━━━ RECORDS SUPPLIED ━━━

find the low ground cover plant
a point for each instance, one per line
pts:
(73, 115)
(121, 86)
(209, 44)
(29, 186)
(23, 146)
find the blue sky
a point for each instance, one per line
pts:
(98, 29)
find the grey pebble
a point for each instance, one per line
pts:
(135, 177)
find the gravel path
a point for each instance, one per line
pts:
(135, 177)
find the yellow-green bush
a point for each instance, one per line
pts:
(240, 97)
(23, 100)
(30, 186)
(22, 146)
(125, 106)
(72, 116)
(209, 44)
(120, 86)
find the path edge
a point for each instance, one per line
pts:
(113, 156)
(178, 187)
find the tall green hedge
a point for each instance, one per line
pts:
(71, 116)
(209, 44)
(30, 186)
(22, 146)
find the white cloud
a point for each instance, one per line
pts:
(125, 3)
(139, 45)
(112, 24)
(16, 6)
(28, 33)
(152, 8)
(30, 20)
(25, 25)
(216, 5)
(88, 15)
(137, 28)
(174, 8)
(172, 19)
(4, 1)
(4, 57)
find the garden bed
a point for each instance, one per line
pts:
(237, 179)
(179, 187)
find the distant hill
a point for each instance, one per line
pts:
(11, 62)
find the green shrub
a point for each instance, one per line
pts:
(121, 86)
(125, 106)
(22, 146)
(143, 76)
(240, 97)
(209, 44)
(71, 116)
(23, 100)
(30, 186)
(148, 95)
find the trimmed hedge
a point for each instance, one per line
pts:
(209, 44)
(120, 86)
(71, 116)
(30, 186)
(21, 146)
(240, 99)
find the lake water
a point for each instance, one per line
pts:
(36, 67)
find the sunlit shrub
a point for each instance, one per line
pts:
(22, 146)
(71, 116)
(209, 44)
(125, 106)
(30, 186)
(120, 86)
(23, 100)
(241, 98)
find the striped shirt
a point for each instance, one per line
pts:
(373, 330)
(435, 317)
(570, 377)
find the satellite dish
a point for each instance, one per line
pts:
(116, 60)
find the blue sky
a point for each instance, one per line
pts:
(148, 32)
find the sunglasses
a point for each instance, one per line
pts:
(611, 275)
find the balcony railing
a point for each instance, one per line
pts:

━━━

> **DIRECTIONS FOR THIS TASK**
Please arrange every line of the records above as a numbered list, leaving out blank lines.

> **EXERCISE OUTPUT**
1. find the low ground cover plant
2. a point for each instance, one per line
3. pts:
4. (73, 115)
5. (121, 86)
6. (209, 44)
7. (29, 186)
8. (23, 146)
9. find the blue sky
10. a point for each instance, one per line
11. pts:
12. (98, 29)
13. find the grey pebble
14. a point for each instance, one per line
15. pts:
16. (135, 177)
17. find the gravel path
18. a point for each instance, one per line
19. pts:
20. (135, 177)
21. find the yellow-green bush
22. a point for each instance, one per line
23. pts:
24. (240, 97)
25. (23, 100)
26. (30, 186)
27. (22, 146)
28. (125, 106)
29. (72, 116)
30. (209, 44)
31. (120, 86)
32. find the path edge
33. a point for each instance, one per line
34. pts:
35. (113, 156)
36. (178, 187)
37. find the tall green hedge
38. a point for each instance, one per line
39. pts:
40. (71, 116)
41. (209, 44)
42. (30, 186)
43. (22, 146)
44. find the white cloud
45. a point for each instance, one per line
46. pts:
47. (125, 3)
48. (139, 45)
49. (112, 24)
50. (16, 6)
51. (28, 33)
52. (152, 8)
53. (30, 20)
54. (25, 25)
55. (216, 5)
56. (88, 15)
57. (137, 28)
58. (174, 8)
59. (172, 19)
60. (4, 1)
61. (4, 57)
62. find the garden bed
63. a point for each instance, one per line
64. pts:
65. (237, 179)
66. (179, 187)
67. find the distant hill
68. a point for each instance, one per line
69. pts:
70. (11, 62)
71. find the green shrub
72. a point for each instance, one per line
73. pts:
74. (121, 86)
75. (125, 106)
76. (22, 146)
77. (143, 76)
78. (240, 97)
79. (209, 44)
80. (71, 116)
81. (23, 100)
82. (30, 186)
83. (148, 95)
84. find the trimmed hedge
85. a point for each instance, one per line
86. pts:
87. (209, 44)
88. (120, 86)
89. (71, 116)
90. (30, 186)
91. (21, 146)
92. (240, 99)
93. find the lake water
94. a point for each instance, one per line
95. pts:
96. (36, 67)
97. find the sunlit shrub
98. a point for each instance, one per line
99. pts:
100. (22, 146)
101. (71, 116)
102. (209, 44)
103. (125, 106)
104. (30, 186)
105. (120, 86)
106. (23, 100)
107. (241, 98)
108. find the striped shirt
109. a point for each instance, one per line
110. pts:
111. (373, 330)
112. (435, 317)
113. (570, 377)
114. find the satellite dish
115. a point for each instance, one per line
116. pts:
117. (116, 60)
118. find the blue sky
119. a point for each instance, one per line
120. pts:
121. (148, 32)
122. find the sunglasses
123. a point for each instance, one per line
124. pts:
125. (611, 275)
126. find the balcony railing
127. a point for each instance, one per line
128. pts:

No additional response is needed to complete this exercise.